## Tâche demandée 1
Répondez à ces questions à partir du texte sur Sylvia Plath :
(a) Dans le cadre de quel challenge le recueil est-il présenté ?
(b) Quelle autre poétesse étrangère est mentionnée comme disponible en version bilingue ?
(c) Comment la deuxième partie du recueil est-elle qualifiée ?

## Texte de la page

Arbres d’hiver / La traversée – Sylvia Plath

Pas facile de formuler ce que tu as changé pour moi.
Si je suis en vie maintenant, j’étais alors morte,
Bien que, comme une pierre, sans que cela ne m’inquiète,
Et je restais là sans bouger selon mon habitude.

Sylvia Plath… il règne sur son nom une aura, quelque chose de fascinant et d’hypnotique. En tout cas, elle fait cet effet-là sur moi. Cela est dû à sa vie, à son couple avec Ted Hughes, sa mort et puis surtout à son écriture merveilleusement mélancolique et triste. C’était tout à fait évident que j’allais vous présenter un de ses titres dans le cadre du challenge Les Classiques c’est fantastique et je suis ravie de vous proposer ce recueil aujourd’hui.

Il est étonnant de vous avoir présenté deux poétesses étrangères, moi pour qui la poésie est justement une affaire de sons et de matières. Je crois, mon niveau d’anglais n’est pas suffisant pour l’affirmer avec certitude, que l’on perd de la force d’un poème traduit et je suis heureuse d’avoir à disposition, autant pour Emily Dickinson que pour Sylvia Plath, des versions bilingues.

Les souvenirs de beaux jours d’été succèdent à des odes à la nature et aux bienfaits de celle-ci.
Dans la première partie du recueil, Sylvia Plath décrit des émotions passées, des jeux oubliés et des joies ressenties.
La deuxième partie est totalement différente. Plus noire, plus dramatique. Prenez garde à ne pas aborder ce recueil en une fois, votre cœur pourrait en prendre un coup.

Sylvia Plath par Melinda Hagman

I am vertical
But I would rather be horizontal.
I am not a tree with my root in the soil
Sucking up minerals and motherly love
So that each March I may gleam into leaf,
Nor am I the beauty of a garden bed
Attracting my share of Ahs and spectacularly painted,
Unknowing I must soon unpetal.
Compared with me, a tree is immortal
And a flower-head not tall, but more startling,
And I want the one’s longevity and the other’s daring.
.
Tonight, in the infinitesimal light of the stars,
The trees and the flowers have been strewing their cool odors.

## Données fournies
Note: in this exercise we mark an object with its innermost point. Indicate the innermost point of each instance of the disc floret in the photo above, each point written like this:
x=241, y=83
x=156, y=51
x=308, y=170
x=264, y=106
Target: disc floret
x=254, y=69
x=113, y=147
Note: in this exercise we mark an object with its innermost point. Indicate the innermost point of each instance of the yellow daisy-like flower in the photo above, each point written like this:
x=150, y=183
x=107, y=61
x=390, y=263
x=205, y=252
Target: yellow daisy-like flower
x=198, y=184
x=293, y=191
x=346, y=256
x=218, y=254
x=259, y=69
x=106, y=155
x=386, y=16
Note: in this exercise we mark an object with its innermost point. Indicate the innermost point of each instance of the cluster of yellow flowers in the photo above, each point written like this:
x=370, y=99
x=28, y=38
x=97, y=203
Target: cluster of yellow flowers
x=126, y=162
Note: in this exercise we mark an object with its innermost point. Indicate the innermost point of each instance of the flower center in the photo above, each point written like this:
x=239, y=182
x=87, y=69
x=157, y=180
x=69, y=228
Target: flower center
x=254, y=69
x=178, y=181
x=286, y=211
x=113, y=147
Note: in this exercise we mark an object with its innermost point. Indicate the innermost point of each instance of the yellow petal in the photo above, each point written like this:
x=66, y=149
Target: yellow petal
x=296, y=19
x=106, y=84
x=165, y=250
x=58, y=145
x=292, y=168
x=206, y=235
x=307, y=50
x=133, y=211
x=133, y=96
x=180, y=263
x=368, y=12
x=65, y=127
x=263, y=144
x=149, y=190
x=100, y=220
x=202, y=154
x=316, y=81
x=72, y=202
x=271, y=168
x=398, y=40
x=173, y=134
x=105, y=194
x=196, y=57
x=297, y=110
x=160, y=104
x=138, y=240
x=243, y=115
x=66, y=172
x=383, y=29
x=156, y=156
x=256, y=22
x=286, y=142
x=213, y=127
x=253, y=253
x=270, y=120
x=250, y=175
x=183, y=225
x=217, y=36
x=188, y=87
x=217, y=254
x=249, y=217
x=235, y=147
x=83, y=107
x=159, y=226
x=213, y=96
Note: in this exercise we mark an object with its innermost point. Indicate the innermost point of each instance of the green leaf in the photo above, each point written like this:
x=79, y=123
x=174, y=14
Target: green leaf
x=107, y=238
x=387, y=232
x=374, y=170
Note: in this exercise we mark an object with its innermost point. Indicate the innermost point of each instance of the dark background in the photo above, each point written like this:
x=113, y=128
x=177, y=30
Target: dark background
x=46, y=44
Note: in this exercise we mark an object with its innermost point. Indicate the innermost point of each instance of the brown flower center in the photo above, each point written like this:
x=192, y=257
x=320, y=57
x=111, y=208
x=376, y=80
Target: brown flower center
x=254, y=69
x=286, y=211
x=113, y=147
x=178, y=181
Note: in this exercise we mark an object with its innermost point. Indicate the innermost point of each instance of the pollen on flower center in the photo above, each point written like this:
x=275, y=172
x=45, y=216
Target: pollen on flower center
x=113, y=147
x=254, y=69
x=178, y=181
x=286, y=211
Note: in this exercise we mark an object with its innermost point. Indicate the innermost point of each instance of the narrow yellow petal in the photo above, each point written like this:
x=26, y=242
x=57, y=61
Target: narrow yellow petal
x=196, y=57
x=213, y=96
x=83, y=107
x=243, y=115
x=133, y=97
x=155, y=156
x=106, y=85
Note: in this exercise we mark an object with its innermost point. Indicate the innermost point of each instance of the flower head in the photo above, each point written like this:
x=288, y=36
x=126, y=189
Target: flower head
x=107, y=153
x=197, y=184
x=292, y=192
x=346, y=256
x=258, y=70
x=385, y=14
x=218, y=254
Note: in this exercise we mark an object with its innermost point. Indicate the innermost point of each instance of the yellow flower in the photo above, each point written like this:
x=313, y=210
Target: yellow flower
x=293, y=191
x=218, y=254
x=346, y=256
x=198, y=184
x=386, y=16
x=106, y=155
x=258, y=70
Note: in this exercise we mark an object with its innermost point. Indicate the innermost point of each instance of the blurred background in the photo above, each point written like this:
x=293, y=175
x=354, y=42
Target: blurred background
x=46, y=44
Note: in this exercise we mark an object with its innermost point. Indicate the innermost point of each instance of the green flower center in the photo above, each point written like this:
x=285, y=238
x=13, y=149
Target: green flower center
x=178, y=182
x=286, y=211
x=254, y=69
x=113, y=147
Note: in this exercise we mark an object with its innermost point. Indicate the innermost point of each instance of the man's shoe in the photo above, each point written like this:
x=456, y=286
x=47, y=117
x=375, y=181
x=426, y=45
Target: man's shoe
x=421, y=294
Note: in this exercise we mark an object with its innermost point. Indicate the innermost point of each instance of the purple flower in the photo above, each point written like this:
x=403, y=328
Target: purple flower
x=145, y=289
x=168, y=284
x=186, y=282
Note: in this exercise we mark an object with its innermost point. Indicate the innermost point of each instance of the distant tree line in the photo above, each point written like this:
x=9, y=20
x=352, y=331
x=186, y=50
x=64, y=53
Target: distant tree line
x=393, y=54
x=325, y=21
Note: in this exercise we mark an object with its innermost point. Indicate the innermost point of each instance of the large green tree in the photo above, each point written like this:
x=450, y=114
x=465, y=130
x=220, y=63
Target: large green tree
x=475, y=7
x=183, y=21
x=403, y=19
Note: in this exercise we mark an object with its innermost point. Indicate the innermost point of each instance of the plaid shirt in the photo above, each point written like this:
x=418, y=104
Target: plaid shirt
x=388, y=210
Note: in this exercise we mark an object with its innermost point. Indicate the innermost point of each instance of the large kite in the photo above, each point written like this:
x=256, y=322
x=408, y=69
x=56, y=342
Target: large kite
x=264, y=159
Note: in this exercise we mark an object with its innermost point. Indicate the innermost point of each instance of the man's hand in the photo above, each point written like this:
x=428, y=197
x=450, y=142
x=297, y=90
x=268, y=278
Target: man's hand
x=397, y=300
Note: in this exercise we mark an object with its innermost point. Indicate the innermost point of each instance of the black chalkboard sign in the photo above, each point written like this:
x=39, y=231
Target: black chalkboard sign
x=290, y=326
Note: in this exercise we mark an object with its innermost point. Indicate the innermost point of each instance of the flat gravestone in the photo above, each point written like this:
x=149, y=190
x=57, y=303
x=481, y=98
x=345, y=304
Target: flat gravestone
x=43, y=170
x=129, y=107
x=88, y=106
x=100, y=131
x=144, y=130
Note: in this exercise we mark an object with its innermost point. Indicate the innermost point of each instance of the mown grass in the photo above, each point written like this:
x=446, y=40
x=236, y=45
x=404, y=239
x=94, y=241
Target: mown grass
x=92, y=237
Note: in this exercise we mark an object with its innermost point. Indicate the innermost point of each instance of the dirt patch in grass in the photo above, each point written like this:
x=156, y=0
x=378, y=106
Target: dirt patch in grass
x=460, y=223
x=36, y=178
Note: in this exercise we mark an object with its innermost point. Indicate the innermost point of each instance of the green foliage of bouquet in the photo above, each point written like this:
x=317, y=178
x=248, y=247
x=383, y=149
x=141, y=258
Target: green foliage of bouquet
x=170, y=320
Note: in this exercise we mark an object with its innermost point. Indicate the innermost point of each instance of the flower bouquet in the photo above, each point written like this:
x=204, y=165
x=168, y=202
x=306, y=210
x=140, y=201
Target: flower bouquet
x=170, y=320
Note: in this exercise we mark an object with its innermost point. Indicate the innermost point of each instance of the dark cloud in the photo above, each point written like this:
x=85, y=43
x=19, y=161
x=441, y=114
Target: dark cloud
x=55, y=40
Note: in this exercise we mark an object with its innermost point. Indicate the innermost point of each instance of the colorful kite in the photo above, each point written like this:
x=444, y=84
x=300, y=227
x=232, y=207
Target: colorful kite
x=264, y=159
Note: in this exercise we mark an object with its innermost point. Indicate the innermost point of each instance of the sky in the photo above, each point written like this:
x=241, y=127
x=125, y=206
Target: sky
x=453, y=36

## Tâche demandée 2
Dans les entrées, reproduisez à l'identique tout ce qui va de la ligne contenant "the yellow flower" jusqu'à la ligne contenant "x=325, y=21", ces deux lignes incluses.

## Réponse complète 1
(a) Le challenge Les Classiques c'est fantastique.
(b) Emily Dickinson.
(c) Elle est totalement différente, plus noire et plus dramatique.

## Réponse complète 2
Note: in this exercise we mark an object with its innermost point. Indicate the innermost point of each instance of the yellow flower in the photo above, each point written like this:
x=313, y=210
Target: yellow flower
x=293, y=191
x=218, y=254
x=346, y=256
x=198, y=184
x=386, y=16
x=106, y=155
x=258, y=70
Note: in this exercise we mark an object with its innermost point. Indicate the innermost point of each instance of the blurred background in the photo above, each point written like this:
x=293, y=175
x=354, y=42
Target: blurred background
x=46, y=44
Note: in this exercise we mark an object with its innermost point. Indicate the innermost point of each instance of the green flower center in the photo above, each point written like this:
x=285, y=238
x=13, y=149
Target: green flower center
x=178, y=182
x=286, y=211
x=254, y=69
x=113, y=147
Note: in this exercise we mark an object with its innermost point. Indicate the innermost point of each instance of the man's shoe in the photo above, each point written like this:
x=456, y=286
x=47, y=117
x=375, y=181
x=426, y=45
Target: man's shoe
x=421, y=294
Note: in this exercise we mark an object with its innermost point. Indicate the innermost point of each instance of the purple flower in the photo above, each point written like this:
x=403, y=328
Target: purple flower
x=145, y=289
x=168, y=284
x=186, y=282
Note: in this exercise we mark an object with its innermost point. Indicate the innermost point of each instance of the distant tree line in the photo above, each point written like this:
x=9, y=20
x=352, y=331
x=186, y=50
x=64, y=53
Target: distant tree line
x=393, y=54
x=325, y=21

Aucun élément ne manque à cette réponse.